== Stored records ==
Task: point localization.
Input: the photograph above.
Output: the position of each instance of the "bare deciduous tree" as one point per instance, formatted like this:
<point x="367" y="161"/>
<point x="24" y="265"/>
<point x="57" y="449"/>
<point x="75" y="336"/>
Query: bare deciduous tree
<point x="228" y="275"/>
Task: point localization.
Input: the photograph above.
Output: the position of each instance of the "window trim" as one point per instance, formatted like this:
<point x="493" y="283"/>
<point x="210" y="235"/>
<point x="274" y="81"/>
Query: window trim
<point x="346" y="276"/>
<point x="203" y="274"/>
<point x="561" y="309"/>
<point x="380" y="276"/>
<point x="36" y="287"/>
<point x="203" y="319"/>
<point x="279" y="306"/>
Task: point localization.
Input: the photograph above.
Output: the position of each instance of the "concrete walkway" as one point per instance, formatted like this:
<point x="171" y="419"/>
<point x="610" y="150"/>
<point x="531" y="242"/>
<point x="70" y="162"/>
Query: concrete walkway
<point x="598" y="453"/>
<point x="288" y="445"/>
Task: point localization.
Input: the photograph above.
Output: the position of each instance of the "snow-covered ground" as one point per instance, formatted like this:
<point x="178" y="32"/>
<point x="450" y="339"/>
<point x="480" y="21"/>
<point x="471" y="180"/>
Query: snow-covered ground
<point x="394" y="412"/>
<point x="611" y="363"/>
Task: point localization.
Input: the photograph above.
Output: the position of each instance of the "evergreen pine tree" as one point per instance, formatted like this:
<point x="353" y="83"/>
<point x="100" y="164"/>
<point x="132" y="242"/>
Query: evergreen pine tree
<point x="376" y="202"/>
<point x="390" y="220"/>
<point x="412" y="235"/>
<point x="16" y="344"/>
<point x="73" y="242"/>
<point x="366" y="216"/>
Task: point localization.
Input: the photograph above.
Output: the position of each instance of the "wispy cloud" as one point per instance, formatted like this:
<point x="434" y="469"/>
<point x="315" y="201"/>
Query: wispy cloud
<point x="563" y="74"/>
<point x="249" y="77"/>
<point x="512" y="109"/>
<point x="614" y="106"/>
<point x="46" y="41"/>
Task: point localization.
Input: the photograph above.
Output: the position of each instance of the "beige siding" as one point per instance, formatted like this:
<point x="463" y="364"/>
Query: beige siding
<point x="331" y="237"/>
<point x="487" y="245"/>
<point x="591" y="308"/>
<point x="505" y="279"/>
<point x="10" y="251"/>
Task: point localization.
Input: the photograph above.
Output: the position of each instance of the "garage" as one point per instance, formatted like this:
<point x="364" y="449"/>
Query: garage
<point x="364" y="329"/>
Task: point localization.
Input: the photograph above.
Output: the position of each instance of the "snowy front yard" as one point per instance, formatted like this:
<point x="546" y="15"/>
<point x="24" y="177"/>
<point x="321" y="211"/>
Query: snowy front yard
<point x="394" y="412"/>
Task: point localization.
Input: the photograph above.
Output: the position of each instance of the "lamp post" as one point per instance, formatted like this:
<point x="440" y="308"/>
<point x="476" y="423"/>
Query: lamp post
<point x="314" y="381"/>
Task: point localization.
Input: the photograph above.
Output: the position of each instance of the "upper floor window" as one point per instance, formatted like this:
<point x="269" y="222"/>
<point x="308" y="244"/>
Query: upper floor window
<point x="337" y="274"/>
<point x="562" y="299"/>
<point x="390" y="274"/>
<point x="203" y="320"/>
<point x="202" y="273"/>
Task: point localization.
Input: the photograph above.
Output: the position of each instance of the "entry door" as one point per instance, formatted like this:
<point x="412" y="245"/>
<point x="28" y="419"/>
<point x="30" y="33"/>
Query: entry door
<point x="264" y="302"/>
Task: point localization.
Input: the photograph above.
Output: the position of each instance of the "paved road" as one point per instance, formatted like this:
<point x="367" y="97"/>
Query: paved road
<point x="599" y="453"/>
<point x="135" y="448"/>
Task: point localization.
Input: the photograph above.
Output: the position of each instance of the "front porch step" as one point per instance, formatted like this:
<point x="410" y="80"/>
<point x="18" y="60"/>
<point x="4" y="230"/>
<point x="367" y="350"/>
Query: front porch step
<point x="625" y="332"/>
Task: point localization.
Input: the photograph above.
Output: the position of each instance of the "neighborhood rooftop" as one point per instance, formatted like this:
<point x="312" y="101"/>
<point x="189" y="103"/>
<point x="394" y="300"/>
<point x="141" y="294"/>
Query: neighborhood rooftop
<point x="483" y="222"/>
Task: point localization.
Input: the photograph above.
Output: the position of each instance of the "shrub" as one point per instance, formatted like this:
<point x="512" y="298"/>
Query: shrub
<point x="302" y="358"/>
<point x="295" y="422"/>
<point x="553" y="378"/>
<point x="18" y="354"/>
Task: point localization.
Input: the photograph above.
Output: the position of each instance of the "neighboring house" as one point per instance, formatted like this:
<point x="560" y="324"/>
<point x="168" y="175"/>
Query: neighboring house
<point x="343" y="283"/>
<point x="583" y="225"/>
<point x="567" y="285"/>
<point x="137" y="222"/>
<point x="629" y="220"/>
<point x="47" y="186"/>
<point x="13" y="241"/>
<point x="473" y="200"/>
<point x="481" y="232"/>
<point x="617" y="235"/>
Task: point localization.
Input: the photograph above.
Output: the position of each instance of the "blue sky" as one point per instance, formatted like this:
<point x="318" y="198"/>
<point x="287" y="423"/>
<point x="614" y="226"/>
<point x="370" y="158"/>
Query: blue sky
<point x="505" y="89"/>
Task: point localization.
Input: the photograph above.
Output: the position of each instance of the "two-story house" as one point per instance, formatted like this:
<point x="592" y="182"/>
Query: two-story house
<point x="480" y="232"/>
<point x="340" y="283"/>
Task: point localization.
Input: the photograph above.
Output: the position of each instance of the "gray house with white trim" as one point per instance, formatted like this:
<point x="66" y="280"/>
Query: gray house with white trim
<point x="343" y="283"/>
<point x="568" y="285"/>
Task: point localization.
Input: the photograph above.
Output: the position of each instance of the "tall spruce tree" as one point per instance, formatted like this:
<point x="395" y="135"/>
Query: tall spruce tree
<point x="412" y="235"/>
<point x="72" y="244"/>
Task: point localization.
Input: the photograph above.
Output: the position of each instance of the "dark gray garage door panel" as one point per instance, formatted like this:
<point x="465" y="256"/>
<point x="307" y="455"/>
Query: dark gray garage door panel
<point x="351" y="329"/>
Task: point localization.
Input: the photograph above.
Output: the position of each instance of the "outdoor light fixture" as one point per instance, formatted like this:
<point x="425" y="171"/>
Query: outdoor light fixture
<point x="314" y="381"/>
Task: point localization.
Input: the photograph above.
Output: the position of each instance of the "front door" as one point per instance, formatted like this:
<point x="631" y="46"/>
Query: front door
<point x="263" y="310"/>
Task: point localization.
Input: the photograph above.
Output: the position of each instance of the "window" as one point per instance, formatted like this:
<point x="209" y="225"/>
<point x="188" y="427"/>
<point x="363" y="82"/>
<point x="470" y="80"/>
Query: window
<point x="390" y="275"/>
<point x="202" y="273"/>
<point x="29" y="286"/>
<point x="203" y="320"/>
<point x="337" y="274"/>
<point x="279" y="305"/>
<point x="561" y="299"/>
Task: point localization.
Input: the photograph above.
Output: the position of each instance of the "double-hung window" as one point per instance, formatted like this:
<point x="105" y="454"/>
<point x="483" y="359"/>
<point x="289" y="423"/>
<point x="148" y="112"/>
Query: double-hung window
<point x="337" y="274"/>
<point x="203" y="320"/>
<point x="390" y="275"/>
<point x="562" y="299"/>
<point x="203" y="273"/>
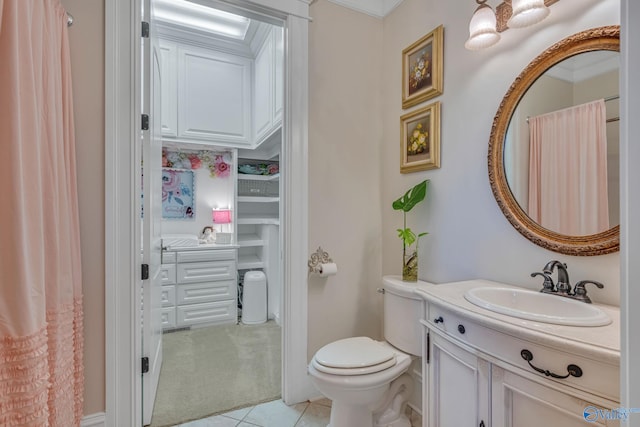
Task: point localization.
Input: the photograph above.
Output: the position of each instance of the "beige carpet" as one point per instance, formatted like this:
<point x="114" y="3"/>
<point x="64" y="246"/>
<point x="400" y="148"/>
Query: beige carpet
<point x="206" y="371"/>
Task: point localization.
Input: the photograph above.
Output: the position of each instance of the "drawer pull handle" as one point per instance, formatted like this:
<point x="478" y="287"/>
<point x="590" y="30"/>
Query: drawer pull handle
<point x="573" y="370"/>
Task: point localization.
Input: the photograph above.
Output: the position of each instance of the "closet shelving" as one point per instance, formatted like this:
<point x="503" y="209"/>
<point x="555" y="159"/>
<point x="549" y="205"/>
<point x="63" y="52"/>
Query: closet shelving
<point x="258" y="209"/>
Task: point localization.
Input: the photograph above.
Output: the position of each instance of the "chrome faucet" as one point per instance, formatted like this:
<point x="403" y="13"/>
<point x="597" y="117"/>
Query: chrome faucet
<point x="563" y="287"/>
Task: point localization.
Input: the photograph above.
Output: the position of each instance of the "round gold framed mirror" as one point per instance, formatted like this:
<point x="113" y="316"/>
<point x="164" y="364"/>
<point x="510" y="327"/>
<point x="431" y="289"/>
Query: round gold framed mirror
<point x="590" y="46"/>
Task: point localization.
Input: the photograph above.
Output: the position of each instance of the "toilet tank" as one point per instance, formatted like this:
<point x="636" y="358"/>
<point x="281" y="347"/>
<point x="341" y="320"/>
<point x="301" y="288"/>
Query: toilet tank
<point x="403" y="310"/>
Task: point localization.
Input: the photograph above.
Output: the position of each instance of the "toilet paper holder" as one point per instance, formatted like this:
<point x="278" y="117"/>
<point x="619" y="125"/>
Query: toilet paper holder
<point x="317" y="259"/>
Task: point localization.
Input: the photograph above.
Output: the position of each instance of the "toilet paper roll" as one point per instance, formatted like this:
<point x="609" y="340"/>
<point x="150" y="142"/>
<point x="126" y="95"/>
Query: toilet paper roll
<point x="328" y="269"/>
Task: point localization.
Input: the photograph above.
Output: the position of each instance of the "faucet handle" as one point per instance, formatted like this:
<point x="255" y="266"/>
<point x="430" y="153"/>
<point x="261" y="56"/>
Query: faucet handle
<point x="547" y="285"/>
<point x="580" y="293"/>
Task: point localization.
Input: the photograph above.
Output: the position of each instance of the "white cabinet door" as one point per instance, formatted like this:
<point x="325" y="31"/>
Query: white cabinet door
<point x="459" y="386"/>
<point x="278" y="95"/>
<point x="169" y="87"/>
<point x="519" y="402"/>
<point x="268" y="86"/>
<point x="214" y="96"/>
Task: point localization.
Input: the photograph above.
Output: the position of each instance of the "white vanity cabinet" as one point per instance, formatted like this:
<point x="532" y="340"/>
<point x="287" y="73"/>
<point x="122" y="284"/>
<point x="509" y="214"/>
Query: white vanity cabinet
<point x="475" y="374"/>
<point x="268" y="88"/>
<point x="204" y="288"/>
<point x="459" y="383"/>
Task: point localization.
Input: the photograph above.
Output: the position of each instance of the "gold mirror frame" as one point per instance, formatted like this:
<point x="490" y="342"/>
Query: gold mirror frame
<point x="602" y="38"/>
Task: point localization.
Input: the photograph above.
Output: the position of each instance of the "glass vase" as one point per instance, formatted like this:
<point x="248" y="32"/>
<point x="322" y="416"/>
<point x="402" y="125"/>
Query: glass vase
<point x="410" y="266"/>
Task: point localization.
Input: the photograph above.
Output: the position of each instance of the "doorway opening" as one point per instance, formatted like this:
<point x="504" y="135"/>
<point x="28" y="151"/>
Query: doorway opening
<point x="123" y="259"/>
<point x="221" y="85"/>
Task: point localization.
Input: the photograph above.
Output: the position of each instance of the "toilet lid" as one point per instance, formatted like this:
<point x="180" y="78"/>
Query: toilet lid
<point x="360" y="353"/>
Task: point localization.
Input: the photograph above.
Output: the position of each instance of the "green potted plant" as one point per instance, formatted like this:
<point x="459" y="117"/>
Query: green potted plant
<point x="409" y="252"/>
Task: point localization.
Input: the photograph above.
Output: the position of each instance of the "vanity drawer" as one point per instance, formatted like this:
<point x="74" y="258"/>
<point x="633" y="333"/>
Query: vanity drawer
<point x="206" y="292"/>
<point x="598" y="378"/>
<point x="168" y="317"/>
<point x="168" y="296"/>
<point x="168" y="274"/>
<point x="211" y="255"/>
<point x="211" y="312"/>
<point x="206" y="271"/>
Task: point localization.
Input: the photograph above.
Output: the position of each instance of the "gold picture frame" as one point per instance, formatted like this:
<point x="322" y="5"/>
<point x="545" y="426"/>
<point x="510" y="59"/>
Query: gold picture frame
<point x="422" y="69"/>
<point x="420" y="139"/>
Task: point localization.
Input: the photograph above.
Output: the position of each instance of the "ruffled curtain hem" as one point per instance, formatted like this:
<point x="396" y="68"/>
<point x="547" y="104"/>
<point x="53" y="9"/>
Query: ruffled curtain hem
<point x="40" y="385"/>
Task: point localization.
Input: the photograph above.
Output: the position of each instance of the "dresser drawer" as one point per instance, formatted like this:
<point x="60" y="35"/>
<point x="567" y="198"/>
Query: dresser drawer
<point x="206" y="292"/>
<point x="168" y="295"/>
<point x="211" y="255"/>
<point x="168" y="257"/>
<point x="194" y="272"/>
<point x="508" y="349"/>
<point x="168" y="274"/>
<point x="210" y="312"/>
<point x="168" y="317"/>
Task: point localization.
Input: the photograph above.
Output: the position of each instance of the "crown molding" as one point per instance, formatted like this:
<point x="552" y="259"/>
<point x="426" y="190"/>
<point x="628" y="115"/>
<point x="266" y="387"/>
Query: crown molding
<point x="376" y="8"/>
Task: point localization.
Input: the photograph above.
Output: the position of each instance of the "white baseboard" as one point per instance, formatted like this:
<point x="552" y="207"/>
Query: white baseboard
<point x="94" y="420"/>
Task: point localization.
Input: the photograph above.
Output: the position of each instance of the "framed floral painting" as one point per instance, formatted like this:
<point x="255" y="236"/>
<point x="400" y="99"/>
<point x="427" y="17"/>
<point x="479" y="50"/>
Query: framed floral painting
<point x="420" y="139"/>
<point x="422" y="69"/>
<point x="178" y="200"/>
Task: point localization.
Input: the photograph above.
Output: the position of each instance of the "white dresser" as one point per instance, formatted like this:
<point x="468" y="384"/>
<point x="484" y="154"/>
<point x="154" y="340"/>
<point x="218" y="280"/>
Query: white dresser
<point x="199" y="287"/>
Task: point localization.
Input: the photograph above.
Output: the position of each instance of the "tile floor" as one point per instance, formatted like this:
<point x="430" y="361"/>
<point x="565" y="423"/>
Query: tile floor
<point x="277" y="414"/>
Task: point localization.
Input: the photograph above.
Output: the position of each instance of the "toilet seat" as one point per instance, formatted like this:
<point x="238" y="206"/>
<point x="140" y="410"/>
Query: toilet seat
<point x="354" y="356"/>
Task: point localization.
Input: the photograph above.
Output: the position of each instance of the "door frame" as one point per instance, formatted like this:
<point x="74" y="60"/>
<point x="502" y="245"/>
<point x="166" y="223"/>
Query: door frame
<point x="122" y="259"/>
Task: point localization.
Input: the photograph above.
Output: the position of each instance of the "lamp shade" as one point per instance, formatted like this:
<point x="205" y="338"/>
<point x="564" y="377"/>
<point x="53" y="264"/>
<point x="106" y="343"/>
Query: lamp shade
<point x="482" y="29"/>
<point x="222" y="216"/>
<point x="527" y="12"/>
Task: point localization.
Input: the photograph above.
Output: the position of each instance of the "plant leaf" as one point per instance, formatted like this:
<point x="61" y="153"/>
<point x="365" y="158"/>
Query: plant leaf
<point x="407" y="236"/>
<point x="412" y="197"/>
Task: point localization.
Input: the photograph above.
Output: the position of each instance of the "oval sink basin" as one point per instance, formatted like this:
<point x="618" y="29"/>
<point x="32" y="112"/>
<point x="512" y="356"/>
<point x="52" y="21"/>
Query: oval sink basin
<point x="531" y="305"/>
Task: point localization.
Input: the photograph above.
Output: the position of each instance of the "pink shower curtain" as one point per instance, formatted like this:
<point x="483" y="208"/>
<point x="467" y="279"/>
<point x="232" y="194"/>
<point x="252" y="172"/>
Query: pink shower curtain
<point x="41" y="369"/>
<point x="568" y="170"/>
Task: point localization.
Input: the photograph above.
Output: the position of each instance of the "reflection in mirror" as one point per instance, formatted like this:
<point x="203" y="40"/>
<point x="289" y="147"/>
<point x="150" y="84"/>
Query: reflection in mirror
<point x="561" y="156"/>
<point x="534" y="138"/>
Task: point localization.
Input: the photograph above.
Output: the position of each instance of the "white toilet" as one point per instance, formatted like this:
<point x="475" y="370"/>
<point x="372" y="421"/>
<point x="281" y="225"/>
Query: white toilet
<point x="367" y="379"/>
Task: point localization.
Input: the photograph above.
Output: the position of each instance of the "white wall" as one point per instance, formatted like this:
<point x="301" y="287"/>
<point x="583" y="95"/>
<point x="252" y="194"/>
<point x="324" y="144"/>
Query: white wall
<point x="345" y="135"/>
<point x="469" y="236"/>
<point x="86" y="40"/>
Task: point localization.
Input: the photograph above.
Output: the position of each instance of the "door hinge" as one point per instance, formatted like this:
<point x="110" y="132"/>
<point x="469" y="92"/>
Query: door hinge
<point x="145" y="29"/>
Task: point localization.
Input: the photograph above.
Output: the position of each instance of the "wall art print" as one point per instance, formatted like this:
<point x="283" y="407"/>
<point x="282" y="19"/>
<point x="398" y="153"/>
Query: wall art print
<point x="420" y="139"/>
<point x="178" y="201"/>
<point x="422" y="69"/>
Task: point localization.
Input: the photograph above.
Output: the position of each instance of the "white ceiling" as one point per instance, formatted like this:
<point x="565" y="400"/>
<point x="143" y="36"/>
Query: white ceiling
<point x="376" y="8"/>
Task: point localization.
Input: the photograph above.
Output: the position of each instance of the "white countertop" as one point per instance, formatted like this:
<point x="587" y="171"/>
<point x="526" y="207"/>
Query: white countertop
<point x="202" y="247"/>
<point x="598" y="342"/>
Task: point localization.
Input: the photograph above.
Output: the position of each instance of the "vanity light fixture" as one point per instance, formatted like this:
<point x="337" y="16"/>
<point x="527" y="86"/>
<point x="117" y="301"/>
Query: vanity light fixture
<point x="527" y="12"/>
<point x="485" y="26"/>
<point x="482" y="28"/>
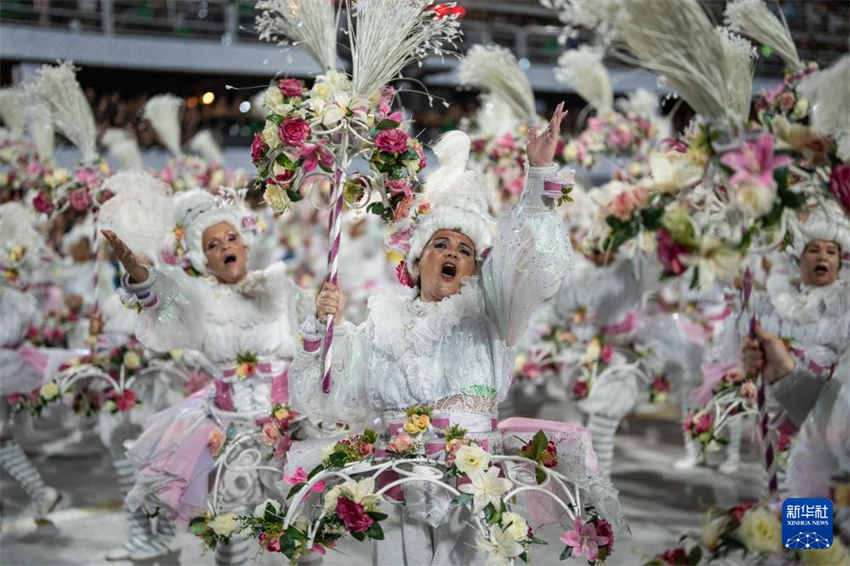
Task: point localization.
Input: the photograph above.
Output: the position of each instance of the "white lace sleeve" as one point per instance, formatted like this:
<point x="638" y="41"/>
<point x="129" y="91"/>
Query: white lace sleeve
<point x="530" y="258"/>
<point x="347" y="402"/>
<point x="171" y="314"/>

== Exercise ==
Show each line in the records above that contains the string "painting".

== Answer for the task ==
Output: the position of each instance of the "framed floral painting" as one point per instance, formatted like this:
Query: framed floral painting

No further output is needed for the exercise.